> What the task asks: Copy the data below word for word, from the line with "In this photo, where can the circular" up to and including the line with "[1162, 114]", and copy nothing else.

> Excerpted records:

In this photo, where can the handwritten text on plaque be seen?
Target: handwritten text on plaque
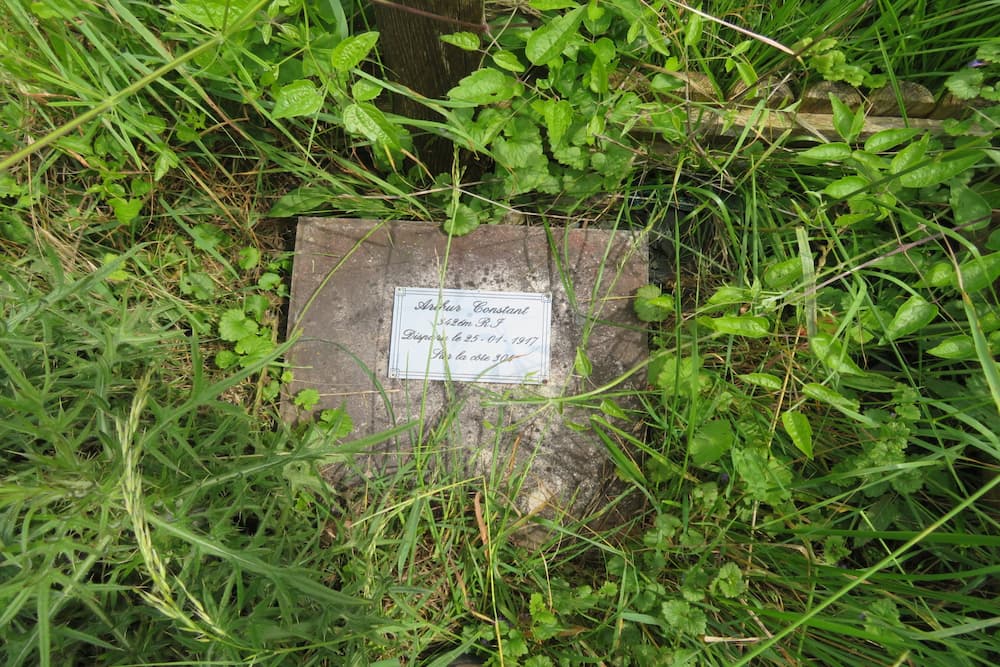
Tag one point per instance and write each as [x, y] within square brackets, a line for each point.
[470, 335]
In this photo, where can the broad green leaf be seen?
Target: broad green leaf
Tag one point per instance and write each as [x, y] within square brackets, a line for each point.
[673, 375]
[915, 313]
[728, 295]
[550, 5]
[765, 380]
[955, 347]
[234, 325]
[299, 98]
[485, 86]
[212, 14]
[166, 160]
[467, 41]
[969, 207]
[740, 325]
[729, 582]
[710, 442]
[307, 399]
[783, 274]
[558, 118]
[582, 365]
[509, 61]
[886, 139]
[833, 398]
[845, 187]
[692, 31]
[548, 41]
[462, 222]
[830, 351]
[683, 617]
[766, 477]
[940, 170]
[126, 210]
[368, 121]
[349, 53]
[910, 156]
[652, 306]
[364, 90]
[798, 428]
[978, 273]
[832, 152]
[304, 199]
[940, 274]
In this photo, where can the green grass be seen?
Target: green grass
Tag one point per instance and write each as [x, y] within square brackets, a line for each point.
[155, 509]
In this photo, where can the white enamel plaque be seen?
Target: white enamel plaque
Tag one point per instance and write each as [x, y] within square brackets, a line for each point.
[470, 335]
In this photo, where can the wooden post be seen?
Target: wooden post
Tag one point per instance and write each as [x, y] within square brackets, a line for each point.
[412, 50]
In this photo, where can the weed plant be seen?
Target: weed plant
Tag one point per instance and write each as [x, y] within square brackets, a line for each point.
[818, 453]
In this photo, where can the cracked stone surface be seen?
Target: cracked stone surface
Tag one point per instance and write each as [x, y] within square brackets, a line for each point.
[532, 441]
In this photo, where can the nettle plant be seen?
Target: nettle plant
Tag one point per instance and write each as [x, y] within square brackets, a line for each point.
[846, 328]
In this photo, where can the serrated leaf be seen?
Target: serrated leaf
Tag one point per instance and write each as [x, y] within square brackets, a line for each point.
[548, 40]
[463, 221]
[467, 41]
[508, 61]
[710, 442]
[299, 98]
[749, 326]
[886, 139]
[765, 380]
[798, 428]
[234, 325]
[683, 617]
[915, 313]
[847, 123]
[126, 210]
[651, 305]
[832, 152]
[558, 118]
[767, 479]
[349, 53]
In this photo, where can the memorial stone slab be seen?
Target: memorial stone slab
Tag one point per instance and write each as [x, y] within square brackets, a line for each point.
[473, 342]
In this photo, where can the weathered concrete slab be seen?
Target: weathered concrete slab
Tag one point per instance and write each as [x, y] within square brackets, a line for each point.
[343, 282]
--
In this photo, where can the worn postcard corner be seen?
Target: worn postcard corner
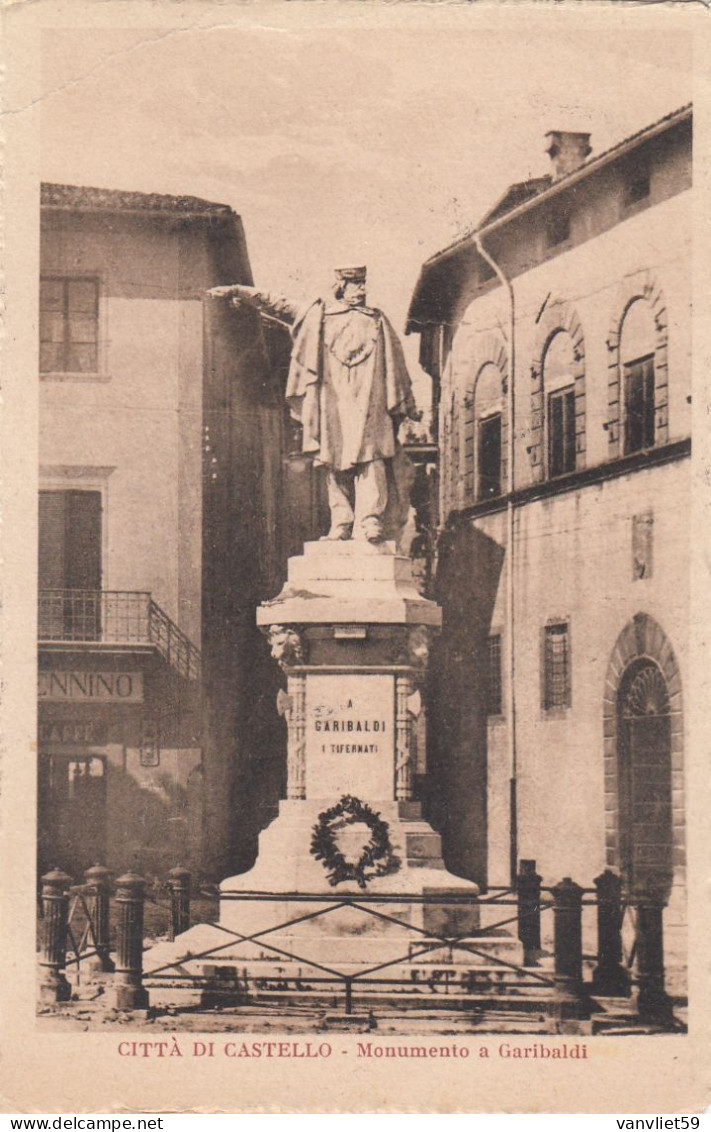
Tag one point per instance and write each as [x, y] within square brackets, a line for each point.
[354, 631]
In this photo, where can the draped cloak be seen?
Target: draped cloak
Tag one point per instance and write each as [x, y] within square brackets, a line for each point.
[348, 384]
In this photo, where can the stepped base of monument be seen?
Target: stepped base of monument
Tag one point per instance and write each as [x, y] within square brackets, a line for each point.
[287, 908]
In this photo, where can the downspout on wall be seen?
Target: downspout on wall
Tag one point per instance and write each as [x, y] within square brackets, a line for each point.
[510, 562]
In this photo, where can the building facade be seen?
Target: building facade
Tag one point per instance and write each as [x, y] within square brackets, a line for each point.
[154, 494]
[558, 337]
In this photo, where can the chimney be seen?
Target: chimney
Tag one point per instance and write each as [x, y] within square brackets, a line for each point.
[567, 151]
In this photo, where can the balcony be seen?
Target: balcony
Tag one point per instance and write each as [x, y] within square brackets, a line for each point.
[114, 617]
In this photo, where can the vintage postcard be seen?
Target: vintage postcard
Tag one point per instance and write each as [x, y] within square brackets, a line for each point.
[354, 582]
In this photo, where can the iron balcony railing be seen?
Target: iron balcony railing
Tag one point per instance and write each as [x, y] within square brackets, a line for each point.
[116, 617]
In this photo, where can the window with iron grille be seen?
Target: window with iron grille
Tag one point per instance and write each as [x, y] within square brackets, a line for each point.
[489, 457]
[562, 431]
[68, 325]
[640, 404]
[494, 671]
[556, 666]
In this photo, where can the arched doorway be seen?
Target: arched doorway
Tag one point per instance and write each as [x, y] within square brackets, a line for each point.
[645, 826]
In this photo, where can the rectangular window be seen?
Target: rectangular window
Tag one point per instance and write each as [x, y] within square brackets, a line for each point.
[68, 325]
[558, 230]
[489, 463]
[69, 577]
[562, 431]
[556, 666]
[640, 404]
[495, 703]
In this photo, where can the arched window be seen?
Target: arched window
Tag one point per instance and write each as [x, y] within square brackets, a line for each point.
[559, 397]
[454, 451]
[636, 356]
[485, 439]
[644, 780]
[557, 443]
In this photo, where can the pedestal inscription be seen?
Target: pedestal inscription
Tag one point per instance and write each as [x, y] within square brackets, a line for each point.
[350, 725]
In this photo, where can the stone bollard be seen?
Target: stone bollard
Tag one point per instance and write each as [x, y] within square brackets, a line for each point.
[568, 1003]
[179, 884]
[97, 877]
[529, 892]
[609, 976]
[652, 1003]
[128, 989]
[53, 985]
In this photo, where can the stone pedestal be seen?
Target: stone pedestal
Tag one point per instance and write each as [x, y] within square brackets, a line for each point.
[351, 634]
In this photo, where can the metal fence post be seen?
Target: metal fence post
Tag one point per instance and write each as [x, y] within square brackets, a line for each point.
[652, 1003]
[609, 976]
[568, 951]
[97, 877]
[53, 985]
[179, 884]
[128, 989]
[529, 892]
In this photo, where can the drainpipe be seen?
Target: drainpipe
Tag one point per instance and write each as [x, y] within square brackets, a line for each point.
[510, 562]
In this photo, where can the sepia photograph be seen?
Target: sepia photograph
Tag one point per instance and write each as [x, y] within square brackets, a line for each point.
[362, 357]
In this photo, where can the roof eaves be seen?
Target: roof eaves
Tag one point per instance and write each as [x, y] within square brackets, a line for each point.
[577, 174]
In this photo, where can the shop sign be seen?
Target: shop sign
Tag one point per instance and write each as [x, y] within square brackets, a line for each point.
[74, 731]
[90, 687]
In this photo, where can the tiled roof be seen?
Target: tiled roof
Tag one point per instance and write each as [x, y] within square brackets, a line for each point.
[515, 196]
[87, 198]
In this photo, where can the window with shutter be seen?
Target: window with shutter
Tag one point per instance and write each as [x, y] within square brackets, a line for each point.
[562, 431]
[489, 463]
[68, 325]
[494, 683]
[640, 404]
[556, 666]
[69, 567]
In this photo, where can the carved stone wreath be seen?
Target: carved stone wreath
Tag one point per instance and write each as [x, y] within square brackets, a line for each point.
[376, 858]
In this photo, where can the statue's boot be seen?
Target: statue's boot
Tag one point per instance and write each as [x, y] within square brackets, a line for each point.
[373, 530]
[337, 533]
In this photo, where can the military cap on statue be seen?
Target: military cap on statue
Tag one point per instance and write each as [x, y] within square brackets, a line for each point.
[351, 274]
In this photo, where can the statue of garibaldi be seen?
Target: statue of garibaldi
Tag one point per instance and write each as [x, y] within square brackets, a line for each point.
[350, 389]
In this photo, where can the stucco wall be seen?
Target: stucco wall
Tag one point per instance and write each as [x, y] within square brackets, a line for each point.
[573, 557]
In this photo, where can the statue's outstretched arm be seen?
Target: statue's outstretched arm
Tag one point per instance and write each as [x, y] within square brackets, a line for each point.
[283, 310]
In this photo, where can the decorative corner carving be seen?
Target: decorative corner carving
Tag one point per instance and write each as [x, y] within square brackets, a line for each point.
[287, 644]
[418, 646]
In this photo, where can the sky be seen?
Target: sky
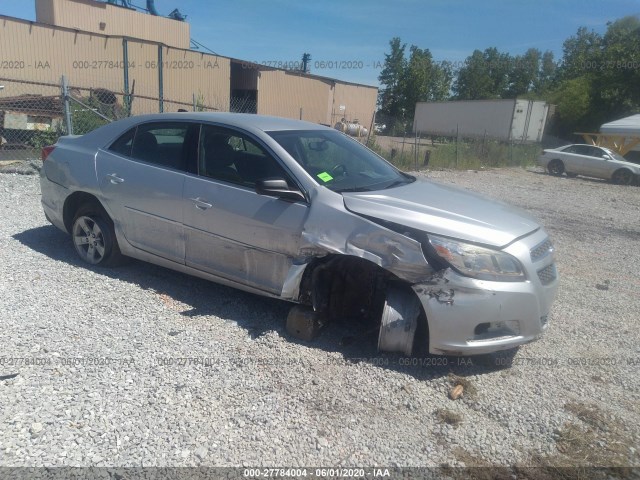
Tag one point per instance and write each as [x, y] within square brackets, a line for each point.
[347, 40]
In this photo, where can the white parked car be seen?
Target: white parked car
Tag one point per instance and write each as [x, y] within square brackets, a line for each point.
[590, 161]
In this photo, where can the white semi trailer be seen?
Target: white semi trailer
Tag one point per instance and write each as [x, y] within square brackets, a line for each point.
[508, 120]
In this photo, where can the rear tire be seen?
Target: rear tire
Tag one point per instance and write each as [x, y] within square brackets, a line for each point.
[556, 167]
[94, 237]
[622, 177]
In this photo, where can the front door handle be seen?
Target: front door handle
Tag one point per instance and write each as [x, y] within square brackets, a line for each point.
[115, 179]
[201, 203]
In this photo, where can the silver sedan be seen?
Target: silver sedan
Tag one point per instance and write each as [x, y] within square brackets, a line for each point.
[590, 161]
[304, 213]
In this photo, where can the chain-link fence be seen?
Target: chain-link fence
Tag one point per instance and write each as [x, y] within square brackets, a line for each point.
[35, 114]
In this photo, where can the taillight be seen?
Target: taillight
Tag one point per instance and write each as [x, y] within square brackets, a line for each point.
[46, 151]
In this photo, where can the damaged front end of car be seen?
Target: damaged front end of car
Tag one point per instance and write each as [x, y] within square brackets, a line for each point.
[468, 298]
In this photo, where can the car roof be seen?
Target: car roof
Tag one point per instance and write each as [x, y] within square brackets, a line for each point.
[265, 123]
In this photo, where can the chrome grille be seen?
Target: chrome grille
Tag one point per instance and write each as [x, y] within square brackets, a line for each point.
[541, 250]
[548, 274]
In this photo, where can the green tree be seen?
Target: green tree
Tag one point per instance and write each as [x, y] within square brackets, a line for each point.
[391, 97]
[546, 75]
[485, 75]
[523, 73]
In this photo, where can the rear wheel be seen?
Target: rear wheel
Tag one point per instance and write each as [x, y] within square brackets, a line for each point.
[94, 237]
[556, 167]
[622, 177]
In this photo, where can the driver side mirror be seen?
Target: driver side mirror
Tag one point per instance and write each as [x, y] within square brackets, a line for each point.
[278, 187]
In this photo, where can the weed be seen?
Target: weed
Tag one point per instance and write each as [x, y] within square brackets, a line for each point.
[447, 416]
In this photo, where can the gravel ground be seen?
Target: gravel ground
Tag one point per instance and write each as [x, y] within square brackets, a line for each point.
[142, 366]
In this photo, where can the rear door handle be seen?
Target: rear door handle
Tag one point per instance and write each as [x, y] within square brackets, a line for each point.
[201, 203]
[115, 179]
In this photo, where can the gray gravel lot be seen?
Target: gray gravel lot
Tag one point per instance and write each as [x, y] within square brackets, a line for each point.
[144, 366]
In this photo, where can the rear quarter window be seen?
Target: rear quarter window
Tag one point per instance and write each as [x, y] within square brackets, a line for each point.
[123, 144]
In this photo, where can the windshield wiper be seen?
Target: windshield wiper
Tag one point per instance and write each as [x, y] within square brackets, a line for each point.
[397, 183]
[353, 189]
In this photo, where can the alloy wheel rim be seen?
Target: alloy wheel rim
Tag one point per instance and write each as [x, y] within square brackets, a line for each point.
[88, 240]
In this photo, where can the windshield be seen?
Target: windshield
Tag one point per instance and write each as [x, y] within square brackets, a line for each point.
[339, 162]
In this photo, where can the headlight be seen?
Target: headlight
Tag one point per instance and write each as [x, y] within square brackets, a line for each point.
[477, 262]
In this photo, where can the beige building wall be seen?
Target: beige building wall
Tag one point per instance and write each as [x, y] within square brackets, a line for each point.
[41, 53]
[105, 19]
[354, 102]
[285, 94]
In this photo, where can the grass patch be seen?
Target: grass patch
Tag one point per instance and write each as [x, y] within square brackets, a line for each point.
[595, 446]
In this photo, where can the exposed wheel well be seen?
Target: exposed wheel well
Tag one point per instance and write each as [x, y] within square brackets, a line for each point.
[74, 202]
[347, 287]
* * *
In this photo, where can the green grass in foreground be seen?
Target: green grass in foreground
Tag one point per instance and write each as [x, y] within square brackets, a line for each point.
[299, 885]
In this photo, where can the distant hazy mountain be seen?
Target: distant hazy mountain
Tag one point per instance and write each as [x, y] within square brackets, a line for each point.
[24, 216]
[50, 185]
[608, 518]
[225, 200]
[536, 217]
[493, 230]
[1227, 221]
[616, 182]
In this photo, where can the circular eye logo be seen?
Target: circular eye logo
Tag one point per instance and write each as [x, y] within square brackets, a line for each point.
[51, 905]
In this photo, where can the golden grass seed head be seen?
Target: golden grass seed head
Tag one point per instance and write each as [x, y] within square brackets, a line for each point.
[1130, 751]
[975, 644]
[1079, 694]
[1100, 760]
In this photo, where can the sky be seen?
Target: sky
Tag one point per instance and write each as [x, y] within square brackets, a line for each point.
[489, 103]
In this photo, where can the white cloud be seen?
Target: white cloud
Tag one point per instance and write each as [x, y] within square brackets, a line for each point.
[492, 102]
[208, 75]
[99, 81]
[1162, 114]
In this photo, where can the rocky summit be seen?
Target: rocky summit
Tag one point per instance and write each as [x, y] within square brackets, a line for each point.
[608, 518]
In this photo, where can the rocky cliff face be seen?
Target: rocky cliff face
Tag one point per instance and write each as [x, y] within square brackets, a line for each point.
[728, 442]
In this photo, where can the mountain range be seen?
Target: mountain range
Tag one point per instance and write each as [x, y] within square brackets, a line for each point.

> Answer to the problem:
In this photo, where can the circular eye logo be seen?
Target: circular eye logo
Tag one point per instance and write each as [x, y] within square brackets, a line for each point.
[51, 905]
In this photo, where can the golden grass seed head be seen?
Target: golden grass seed head
Tag one point per instance and write each as [x, y] within square brackets, a line for each point.
[1130, 751]
[975, 644]
[1079, 694]
[1100, 760]
In this photo, where can the sky be seen?
Target: sky
Tag one point per instance and write each as [x, y] within square brackets, a line for each point.
[489, 103]
In this photo, where can the white cloud be seen?
Target: white cloud
Tag one point per instance and write each as [x, y] within square brackets, a line for each point.
[492, 102]
[208, 75]
[99, 81]
[1162, 114]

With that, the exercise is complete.